*** Exercise material Section Begins ***
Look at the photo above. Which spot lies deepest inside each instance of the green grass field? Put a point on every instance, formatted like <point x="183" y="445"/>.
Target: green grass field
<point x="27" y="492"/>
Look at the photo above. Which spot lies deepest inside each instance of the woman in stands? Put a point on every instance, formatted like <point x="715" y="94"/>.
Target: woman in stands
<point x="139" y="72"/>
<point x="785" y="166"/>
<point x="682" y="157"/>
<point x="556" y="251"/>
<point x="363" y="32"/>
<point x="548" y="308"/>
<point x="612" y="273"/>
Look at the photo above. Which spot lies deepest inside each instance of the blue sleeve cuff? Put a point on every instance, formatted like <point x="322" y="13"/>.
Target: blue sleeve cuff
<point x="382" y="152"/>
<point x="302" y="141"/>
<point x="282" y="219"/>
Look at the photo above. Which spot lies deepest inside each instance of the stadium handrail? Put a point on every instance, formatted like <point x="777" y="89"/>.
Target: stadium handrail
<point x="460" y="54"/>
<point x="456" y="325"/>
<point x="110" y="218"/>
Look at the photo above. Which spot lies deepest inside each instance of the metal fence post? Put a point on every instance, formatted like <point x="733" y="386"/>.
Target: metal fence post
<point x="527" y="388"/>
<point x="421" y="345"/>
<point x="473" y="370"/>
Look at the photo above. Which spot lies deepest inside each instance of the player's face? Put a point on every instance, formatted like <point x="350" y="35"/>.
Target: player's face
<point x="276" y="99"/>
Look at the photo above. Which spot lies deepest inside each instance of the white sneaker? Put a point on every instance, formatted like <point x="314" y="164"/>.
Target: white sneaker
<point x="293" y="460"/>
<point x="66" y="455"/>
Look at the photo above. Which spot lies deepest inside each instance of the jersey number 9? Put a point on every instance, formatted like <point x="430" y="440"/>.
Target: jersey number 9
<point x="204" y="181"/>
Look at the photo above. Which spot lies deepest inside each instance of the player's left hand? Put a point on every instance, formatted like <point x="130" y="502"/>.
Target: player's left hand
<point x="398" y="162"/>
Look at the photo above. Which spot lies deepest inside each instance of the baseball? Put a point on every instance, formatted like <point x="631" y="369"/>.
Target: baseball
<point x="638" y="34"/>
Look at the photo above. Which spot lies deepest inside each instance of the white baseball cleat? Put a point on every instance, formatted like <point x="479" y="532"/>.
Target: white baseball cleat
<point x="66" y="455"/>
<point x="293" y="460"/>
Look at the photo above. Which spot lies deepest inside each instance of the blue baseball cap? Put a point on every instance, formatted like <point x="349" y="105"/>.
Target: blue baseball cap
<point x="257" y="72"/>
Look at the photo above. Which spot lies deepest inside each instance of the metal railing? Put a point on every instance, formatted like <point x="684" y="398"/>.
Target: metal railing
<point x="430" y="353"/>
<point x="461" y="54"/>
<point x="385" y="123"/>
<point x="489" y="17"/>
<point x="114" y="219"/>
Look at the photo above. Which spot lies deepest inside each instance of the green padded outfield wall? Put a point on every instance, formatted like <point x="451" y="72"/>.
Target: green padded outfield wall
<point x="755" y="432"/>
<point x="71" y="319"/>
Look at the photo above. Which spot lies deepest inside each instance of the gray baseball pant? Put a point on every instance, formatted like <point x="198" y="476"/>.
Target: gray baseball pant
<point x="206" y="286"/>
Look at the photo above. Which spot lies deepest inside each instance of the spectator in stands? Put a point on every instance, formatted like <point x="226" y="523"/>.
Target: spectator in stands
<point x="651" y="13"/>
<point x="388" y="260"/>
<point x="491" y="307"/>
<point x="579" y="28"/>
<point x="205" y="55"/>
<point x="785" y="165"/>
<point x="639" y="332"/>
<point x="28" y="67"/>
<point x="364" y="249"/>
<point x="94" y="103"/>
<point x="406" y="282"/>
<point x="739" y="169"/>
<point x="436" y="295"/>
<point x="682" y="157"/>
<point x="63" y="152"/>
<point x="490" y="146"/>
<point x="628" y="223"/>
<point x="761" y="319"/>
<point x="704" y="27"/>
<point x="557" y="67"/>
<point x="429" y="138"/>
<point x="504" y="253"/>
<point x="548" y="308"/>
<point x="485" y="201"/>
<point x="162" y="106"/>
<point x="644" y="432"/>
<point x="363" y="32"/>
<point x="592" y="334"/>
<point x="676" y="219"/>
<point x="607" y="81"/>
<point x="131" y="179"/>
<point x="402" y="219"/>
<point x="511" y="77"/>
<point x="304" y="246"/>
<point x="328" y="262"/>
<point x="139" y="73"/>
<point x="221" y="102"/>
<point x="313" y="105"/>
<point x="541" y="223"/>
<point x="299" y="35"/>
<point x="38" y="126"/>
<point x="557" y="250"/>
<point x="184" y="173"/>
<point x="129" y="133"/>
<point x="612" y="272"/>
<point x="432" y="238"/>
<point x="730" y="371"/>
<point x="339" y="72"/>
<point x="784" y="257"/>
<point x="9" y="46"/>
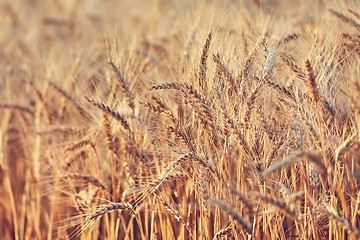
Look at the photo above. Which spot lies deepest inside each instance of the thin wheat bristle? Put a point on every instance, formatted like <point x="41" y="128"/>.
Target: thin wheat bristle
*** Exercise material Section Ends ***
What is needed
Out of the entries above, write out only the lines between the line holding "Target: baseball" and the line holding "of the gray", inclusive, each exactly as given.

Exercise response
Target: baseball
<point x="638" y="34"/>
Look at the photo above. Which spot lies deepest inside each instance of the white baseball cleat? Put a point on every instance, formatted like <point x="479" y="532"/>.
Target: white baseball cleat
<point x="66" y="455"/>
<point x="293" y="460"/>
Look at the photo above. Which spot lies deepest inside each instance of the blue baseball cap? Put a point on every instance, formatted like <point x="349" y="105"/>.
Target: blue baseball cap
<point x="257" y="72"/>
Look at the photo above. Which spot lies deepest inside each instance of the metal railing? Put a point on every instance, formatted like <point x="684" y="398"/>.
Target: metal railing
<point x="430" y="353"/>
<point x="461" y="54"/>
<point x="385" y="123"/>
<point x="489" y="17"/>
<point x="114" y="219"/>
Look at the photo above. Which spot lies deepest inside each instance of the green padded outfield wall? Put a point on every instance, formatted like <point x="451" y="72"/>.
Target: green padded outfield wall
<point x="755" y="432"/>
<point x="71" y="319"/>
Look at the photo above. Which spot lies deepest inside each instance of the gray baseball pant? Put a point on every instance, formatted like <point x="198" y="476"/>.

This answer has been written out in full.